== Texto de la página
A partir del siglo XII, el Rito Romano sufrió nuevamente influencias locales que constituyeron variantes muy secundarias de la fuente común romana: Lyon, Treves, Salisbury, etc.
A fines del siglo XII, el Papa Inocencio III (1198-1216) promulga un Ordo Missæ que corresponde al Misal utilizado en la capilla papal. Ahora bien, este Ordo es casi idéntico al que San Pío V restaurará en 1570.
Entretanto, llegamos a la rebelión de Lutero. La Revolución Protestante ha sido ante todo una revolución laicista…, antisacerdotal.
La lógica de este laicismo tendría que haberlo llevado a suprimir todo culto exterior organizado. La preocupación por llegar segura y exitosamente a su fin, procediendo por etapas, le hizo contentar con una reducción, una transformación del culto católico. Creó así, sin chocar violentamente con las costumbres seculares, un culto nuevo que ya no es sacrificial y, por lo tanto, no es sacerdotal.
La proliferación de “cenas”, “servicios”, “cultos” sin regla ni control, proporcionaba un vehículo excepcional al cisma y a la herejía.
Era necesario detener el proceso de degradación protestante de los ritos de la Misa. Dicho proceso estaba favorecido por las variantes en los Misales católicos.
¡Era urgente unificar y purificar!
Esta fue la obra del Concilio de Trento.
Hecha fuera y contra la Iglesia, herética y cismática al mismo tiempo, la Reforma Protestante no pudo ser una verdadera regeneración de la cristiandad, un retorno puro y simple a la fe y a la moral del Evangelio. Su resultado más claro fue para romper con la unidad cristiana y golpear duramente a la Iglesia.
Sucedió lo que acontece en tales casos: la lucha despertó las fuerzas latentes del catolicismo. Pronto la Iglesia reunió sus energías y tomó nuevo vigor. Este resurgir fue la obra del Concilio de Trento, de 1545 a 1563.
Por sus decisiones dogmáticas, que especificaban las fórmulas de la fe católica, y por sus decretos disciplinarios, que permitían detener los abusos y corregir las costumbres, el Concilio Tridentino realizó un gran trabajo.
Los Padres conciliares se esforzaron por reafirmar claramente la doctrina tradicional de la Iglesia con respecto a los tres puntos principales atacados por la Reforma protestante: las fuentes de la Revelación, la Justificación y los Sacramentos.
Los Padres Conciliares establecen el orden de importancia: primero la obra doctrinal, luego la reforma disciplinaria. De este modo, enseñan primero la teología de la Misa y del Sacerdocio seguida de las condenas de los errores.
Por eso el Concilio se expresó en los siguientes términos:
“Que el Sacrificio sea realizado según el mismo rito en todas partes y por todos, a fin que la Iglesia de Dios no tenga más que un solo lenguaje y que entre nosotros no pueda levantarse la más ligera diferencia respecto a esto. Para que pueda ser alcanzado todo esto sería necesario tomar las siguientes medidas:
— que todos los misales, después de haber sido purificados de las oraciones supersticiosas y apócrifas, sean propuestos a todos perfectamente puros, claros, sin defectos.
====
## Ejercicio A:
Según el texto sobre el Concilio de Trento, ¿entre qué años se celebró dicho concilio?
## Ejercicio B:
Imprime todo el fragmento del texto sobre el Concilio de Trento que va desde "Esta fue la" hasta "a la Iglesia.".
## Ejercicio C:
Continúa el texto sobre el Concilio de Trento a partir de su última frase.
Los registros no intervienen en esta actividad.
== Registros proporcionados
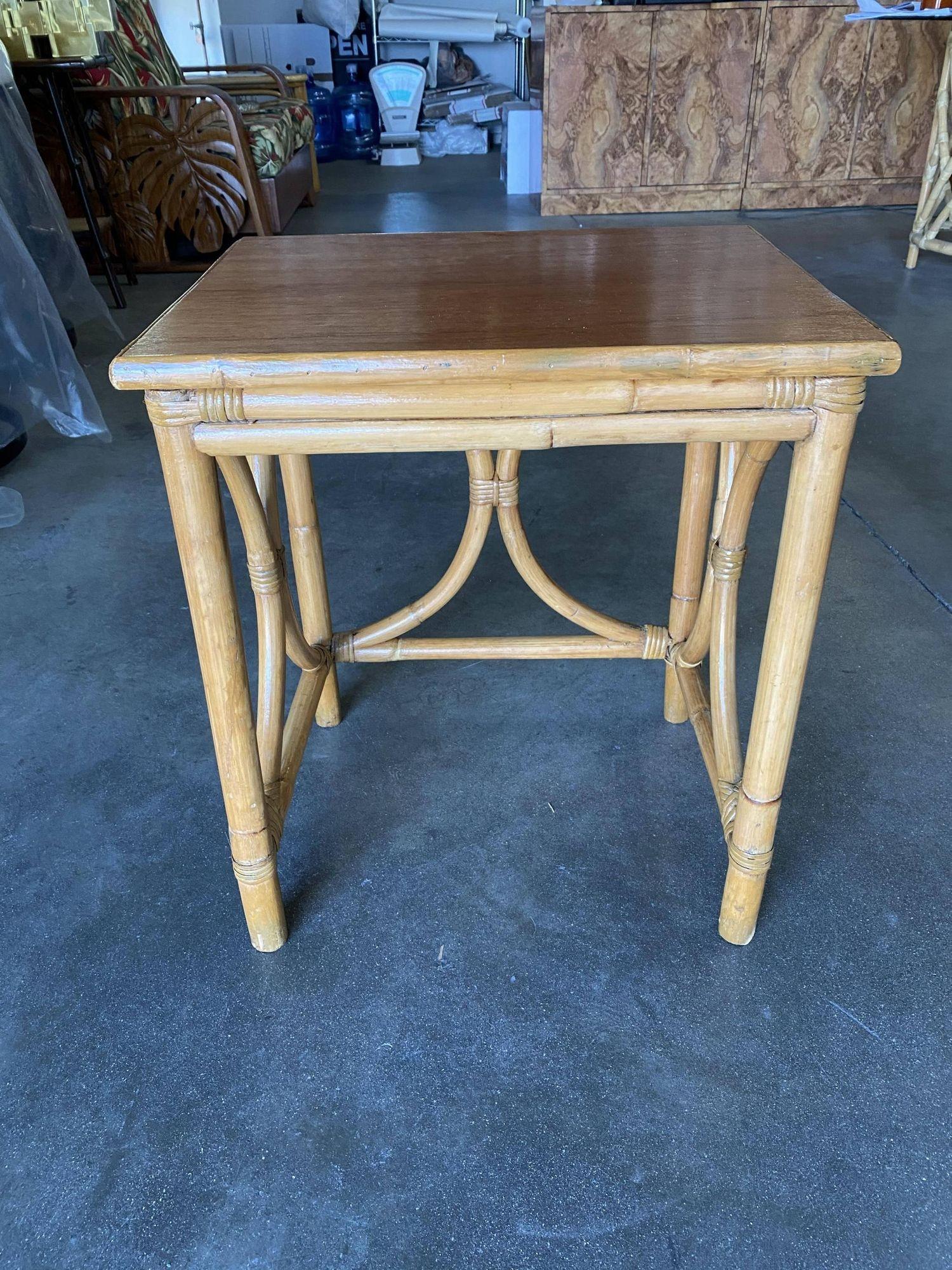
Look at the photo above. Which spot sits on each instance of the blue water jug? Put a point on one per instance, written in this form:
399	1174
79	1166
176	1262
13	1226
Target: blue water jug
356	117
326	133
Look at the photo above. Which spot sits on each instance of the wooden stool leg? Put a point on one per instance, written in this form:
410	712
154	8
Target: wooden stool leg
697	488
192	483
310	575
813	501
====
## Resultado A:
De 1545 a 1563.

## Resultado B:
Esta fue la obra del Concilio de Trento.
Hecha fuera y contra la Iglesia, herética y cismática al mismo tiempo, la Reforma Protestante no pudo ser una verdadera regeneración de la cristiandad, un retorno puro y simple a la fe y a la moral del Evangelio. Su resultado más claro fue para romper con la unidad cristiana y golpear duramente a la Iglesia.

## Resultado C:
— que sean idénticos, al menos entre los sacerdotes seculares, dejando a salvo las costumbres legítimas y no abusivas de cada país.
— que sean prescriptas ciertas rúbricas bien fijas; los celebrantes tendrán que observarlas de una manera uniforme, a fin de que el pueblo no sea escandalizado por ritos nuevos o distintos.
— Resumiendo: que los misales sean restaurados según el uso y la costumbre antigua de la Santa Iglesia Romana”.
El Concilio estableció una Comisión para examinar el Misal Romano, repasarlo y restaurarlo «de acuerdo a la costumbre y el rito de los Santos Padres». El trabajo de la Comisión se caracterizó por el respeto hacia la Tradición. En ningún caso hubo la más mínima propuesta para componer un Novus Ordo Missae.
La sola idea se hubiera considerado inconcebible para el auténtico sentir católico. La Comisión codificó el Misal existente, eliminando algunos puntos que consideraba superfluos o innecesarios y conservando los ritos existentes por un tiempo de doscientos años como mínimo. Sin embargo, en lo que respectaba al Ordinario, el Canon, el Propio del Tiempo y mucho más, era una réplica del Misal Romano de 1474, que, en todo lo esencial, se remontaba a la época de San Gregorio Magno.
El Concilio confió esta misión al Papa.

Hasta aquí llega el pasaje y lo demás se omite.